» **Text shown**
■ ■ ■ ■ ■ ■ ■

The Xplorer plans are long-term coverage designed for people living abroad for more extended periods that covered by a travel plan. The plans can either include the U.S. or provide only international coverage.
These plans cover many aspects of medical care, in much the same way that a regular major medical plan does. This includes preventative care, illness or injury visits, surgery, chronic care, prescriptions, and more. There are a variety of coverage and deductible options to choose from.
The Navigator line of plans are medical coverage plans that can be selected for a variety of different travel abroad needs. The three categories are Education, Crew, and Missionary.
Navigator plans are long-term, designed for people who are spending time abroad for a specific reason, whether it is work, education, or missionary work. Like the Xplorer plans, these operate as major medical coverage and include the same type of coverage.
The final GeoBlue coverage category is Corporate, which is designed to provide medical coverage to business travelers who are on an assignment away from their home country for extended periods of time.

■ ■ ■ ■ ■ ■ ■

» **Excerpted records**
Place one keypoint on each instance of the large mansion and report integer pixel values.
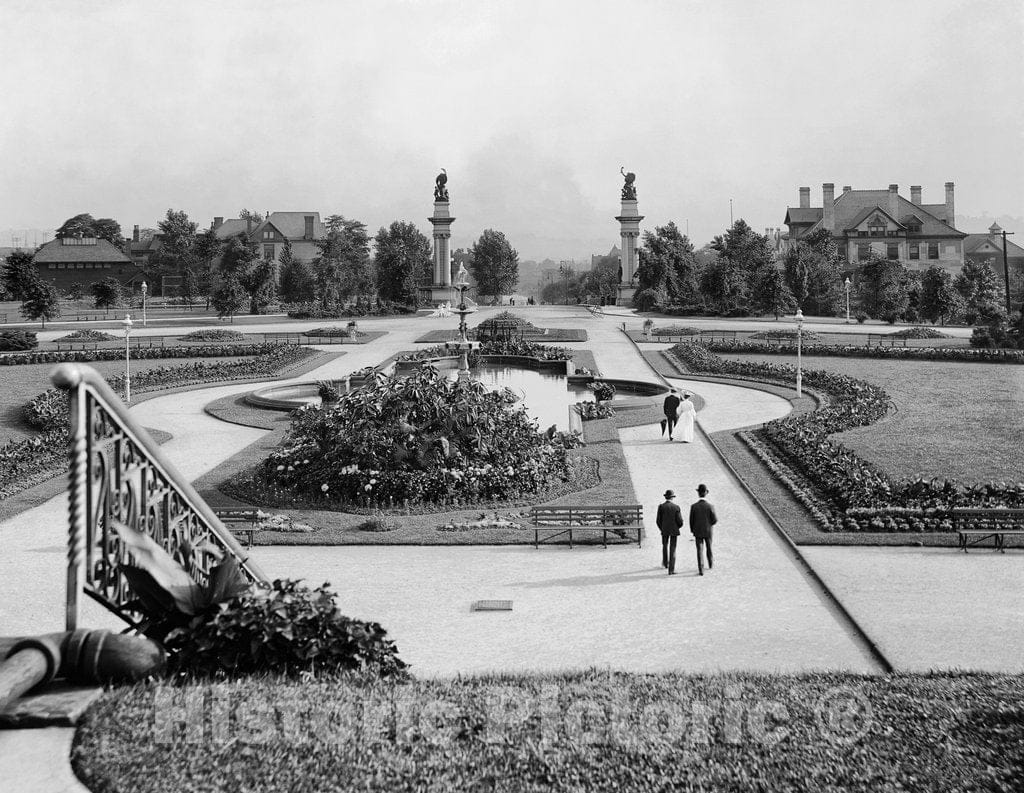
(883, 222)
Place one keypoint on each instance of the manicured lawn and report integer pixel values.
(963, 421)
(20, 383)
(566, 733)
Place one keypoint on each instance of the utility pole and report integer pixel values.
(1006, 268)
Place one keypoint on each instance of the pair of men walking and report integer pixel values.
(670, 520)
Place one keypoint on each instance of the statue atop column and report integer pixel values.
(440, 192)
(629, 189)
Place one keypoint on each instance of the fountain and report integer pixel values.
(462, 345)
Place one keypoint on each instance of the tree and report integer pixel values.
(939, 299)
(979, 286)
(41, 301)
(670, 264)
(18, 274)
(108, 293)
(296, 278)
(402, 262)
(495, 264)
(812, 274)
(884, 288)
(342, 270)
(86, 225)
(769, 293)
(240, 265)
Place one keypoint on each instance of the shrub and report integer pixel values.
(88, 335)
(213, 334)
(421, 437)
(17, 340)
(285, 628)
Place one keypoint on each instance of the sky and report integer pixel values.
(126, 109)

■ ■ ■ ■ ■ ■ ■

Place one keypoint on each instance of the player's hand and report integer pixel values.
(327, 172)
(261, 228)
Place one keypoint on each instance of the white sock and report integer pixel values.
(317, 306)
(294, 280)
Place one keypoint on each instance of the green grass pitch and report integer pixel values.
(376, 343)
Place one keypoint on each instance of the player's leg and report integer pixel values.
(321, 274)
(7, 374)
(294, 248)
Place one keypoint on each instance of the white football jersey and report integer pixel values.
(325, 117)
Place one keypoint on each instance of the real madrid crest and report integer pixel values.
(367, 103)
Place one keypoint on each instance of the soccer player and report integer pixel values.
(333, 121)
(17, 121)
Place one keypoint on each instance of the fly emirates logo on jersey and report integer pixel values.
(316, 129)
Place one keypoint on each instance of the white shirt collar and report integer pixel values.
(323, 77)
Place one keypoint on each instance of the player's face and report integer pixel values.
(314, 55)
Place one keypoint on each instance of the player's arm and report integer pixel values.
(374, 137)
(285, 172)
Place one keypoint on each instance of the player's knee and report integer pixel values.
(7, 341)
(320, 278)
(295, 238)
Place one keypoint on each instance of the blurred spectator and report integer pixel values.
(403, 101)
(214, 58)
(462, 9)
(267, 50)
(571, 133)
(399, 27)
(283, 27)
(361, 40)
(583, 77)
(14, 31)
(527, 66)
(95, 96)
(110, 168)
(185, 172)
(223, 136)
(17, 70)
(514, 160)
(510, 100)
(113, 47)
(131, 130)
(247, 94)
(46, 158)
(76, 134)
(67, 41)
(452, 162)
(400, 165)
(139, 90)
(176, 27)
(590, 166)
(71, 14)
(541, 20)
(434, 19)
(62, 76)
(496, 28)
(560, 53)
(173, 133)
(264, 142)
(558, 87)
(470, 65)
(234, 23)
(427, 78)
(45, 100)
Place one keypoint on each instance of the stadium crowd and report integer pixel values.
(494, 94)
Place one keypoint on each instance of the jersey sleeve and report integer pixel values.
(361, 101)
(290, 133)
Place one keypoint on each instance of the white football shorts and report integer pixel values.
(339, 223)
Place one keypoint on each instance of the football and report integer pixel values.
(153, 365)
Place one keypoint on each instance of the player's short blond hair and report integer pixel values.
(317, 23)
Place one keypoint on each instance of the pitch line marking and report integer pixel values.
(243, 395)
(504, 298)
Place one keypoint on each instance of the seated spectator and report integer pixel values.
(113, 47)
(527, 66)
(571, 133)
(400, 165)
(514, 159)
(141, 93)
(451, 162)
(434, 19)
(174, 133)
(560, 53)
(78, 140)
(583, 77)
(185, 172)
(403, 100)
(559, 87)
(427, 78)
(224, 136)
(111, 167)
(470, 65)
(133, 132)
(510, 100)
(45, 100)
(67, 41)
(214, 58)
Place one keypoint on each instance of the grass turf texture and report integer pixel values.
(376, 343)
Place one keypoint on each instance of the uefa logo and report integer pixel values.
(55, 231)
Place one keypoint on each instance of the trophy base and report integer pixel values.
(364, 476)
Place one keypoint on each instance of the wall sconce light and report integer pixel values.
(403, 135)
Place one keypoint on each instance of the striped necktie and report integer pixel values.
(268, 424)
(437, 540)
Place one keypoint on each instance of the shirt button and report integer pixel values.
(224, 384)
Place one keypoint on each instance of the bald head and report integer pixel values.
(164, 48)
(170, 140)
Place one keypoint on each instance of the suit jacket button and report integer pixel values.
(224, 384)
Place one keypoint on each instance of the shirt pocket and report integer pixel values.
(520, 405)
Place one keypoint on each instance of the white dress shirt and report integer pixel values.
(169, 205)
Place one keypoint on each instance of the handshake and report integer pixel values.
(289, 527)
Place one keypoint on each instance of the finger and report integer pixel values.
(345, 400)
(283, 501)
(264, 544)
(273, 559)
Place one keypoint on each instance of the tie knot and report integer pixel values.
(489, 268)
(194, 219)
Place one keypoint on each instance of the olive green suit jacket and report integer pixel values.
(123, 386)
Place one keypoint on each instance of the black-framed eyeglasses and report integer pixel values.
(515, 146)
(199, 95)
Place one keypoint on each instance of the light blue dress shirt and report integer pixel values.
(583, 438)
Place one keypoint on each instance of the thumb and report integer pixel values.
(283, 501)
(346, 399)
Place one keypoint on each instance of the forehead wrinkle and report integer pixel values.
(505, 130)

■ ■ ■ ■ ■ ■ ■

» **Task item**
Copy the passage on GeoBlue plans from "The final GeoBlue" up to and including "periods of time.". Rely only on the text about GeoBlue plans.

» **Task solution**
The final GeoBlue coverage category is Corporate, which is designed to provide medical coverage to business travelers who are on an assignment away from their home country for extended periods of time.